§ **To be done**
Starting at the line with "Practice step: locate the exposed", transcribe each line through the final one, both included, and add nothing.

Coordinate annotation records:
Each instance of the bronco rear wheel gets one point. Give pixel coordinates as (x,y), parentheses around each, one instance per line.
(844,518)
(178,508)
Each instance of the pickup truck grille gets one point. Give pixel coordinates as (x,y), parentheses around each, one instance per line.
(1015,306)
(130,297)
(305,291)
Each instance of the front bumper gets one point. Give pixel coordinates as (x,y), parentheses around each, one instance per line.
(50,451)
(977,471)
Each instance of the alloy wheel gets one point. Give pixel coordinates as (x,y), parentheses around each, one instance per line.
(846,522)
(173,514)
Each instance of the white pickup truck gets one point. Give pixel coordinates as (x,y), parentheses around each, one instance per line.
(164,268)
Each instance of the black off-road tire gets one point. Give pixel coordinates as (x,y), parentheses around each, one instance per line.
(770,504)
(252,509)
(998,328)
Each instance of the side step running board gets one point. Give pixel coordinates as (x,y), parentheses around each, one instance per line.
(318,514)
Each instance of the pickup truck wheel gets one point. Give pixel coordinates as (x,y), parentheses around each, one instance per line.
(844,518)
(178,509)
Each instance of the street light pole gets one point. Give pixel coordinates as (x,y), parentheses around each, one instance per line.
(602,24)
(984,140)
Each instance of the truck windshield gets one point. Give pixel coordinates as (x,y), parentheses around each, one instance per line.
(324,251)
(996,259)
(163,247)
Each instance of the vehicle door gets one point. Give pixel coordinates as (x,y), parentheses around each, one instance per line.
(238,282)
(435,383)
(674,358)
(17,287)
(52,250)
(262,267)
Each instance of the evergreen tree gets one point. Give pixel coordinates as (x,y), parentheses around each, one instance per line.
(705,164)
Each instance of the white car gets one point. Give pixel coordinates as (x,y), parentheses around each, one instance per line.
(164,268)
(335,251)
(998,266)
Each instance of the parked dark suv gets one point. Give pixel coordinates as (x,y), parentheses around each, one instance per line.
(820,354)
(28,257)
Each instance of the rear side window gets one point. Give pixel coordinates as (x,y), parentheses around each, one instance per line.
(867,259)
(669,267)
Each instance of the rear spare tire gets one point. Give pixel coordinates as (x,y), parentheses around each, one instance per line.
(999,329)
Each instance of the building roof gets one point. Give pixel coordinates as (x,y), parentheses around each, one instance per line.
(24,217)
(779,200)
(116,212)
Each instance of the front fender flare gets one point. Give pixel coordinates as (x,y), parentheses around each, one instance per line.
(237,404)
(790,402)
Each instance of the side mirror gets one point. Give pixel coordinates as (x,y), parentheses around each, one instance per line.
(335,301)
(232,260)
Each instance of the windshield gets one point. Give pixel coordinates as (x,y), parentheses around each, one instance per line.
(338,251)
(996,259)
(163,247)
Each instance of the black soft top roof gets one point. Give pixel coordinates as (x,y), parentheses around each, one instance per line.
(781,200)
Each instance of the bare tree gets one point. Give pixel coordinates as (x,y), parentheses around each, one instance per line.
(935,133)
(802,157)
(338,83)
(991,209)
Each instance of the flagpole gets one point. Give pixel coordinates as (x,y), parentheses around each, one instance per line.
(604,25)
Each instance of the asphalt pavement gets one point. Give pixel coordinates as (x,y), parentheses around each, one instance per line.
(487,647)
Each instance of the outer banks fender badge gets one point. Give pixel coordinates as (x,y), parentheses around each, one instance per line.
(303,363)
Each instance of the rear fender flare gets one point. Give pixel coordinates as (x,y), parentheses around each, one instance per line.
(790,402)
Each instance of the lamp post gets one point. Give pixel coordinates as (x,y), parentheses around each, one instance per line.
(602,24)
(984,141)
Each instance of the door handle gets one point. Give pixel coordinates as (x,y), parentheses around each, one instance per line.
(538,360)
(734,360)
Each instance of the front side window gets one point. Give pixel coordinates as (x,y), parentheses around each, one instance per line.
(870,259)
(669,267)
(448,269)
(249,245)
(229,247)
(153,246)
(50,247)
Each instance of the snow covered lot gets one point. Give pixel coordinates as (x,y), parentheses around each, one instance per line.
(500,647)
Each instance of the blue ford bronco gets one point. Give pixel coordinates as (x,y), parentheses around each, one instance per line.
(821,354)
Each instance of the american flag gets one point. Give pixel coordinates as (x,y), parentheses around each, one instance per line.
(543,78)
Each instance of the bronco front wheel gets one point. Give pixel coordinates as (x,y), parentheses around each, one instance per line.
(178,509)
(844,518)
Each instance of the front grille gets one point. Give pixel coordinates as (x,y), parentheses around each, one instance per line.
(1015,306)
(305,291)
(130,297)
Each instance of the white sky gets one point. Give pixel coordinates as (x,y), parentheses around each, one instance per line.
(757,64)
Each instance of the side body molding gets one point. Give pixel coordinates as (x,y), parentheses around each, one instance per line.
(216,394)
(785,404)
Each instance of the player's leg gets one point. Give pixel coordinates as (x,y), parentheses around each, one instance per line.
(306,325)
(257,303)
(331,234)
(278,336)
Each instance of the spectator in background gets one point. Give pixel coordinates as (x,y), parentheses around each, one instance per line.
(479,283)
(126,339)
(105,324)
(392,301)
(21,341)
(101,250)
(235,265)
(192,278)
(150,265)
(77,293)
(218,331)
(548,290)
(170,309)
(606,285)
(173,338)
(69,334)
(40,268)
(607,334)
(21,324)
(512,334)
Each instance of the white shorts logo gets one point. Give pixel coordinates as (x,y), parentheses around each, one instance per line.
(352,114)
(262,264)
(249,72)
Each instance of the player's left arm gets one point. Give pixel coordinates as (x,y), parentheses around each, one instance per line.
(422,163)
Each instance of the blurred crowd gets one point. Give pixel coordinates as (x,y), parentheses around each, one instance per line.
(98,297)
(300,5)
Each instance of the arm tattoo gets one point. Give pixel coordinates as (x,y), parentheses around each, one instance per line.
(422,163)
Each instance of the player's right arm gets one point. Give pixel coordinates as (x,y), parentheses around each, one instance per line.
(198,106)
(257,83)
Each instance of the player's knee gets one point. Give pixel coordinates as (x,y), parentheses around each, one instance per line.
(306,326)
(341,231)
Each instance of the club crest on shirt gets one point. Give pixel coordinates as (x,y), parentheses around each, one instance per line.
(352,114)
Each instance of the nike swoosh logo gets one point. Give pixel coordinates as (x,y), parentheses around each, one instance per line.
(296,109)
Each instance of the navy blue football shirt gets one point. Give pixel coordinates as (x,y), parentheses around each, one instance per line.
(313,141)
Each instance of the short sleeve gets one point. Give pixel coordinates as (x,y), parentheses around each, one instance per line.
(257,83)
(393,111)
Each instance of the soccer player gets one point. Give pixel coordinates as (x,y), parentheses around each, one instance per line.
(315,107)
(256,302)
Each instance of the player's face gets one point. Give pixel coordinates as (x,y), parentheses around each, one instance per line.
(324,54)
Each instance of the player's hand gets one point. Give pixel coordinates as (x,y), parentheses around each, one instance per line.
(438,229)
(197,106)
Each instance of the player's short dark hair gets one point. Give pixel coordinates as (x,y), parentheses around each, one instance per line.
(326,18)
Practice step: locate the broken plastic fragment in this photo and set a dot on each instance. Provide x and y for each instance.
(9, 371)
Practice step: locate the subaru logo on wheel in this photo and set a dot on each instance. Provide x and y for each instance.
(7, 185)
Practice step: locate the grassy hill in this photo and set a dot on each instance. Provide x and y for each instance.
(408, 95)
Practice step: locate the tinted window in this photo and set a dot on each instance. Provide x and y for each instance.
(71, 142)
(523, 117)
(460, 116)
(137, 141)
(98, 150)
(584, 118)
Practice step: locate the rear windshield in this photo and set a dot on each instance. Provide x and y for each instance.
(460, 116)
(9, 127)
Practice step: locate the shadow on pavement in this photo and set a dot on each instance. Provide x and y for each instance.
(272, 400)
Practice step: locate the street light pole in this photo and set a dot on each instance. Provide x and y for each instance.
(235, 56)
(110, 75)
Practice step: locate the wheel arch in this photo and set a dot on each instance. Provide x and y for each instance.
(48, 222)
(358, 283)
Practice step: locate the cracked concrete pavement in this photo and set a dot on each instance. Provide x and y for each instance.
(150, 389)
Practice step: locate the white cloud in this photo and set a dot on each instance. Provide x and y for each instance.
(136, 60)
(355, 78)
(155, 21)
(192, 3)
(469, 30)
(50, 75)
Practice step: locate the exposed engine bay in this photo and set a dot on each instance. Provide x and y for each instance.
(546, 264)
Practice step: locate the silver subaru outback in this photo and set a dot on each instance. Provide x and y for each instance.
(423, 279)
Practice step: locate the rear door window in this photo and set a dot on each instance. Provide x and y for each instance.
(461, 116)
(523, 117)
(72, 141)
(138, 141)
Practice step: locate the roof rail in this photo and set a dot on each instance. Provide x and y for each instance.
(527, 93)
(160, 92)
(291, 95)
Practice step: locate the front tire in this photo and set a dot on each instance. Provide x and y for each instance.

§ **Finished exercise**
Practice step: locate the exposed engine bay in this photo and set a dot on each instance. Provide x and y for each instance.
(546, 264)
Practice step: locate the silver subaru outback in this photo and set a dot on each instance. Provide x and y for each instance.
(423, 279)
Practice step: locate the rear door window in this photo and set a dot on each instance. Provide x and y for each instance.
(461, 116)
(523, 117)
(72, 141)
(138, 141)
Practice step: locate the roof rail in this photo and set a dot on each instance. Provide x and y for each instance.
(527, 93)
(160, 92)
(291, 95)
Practice step: locate the front tire in this photo and set a dot on each instance. Provide x and y for each instance.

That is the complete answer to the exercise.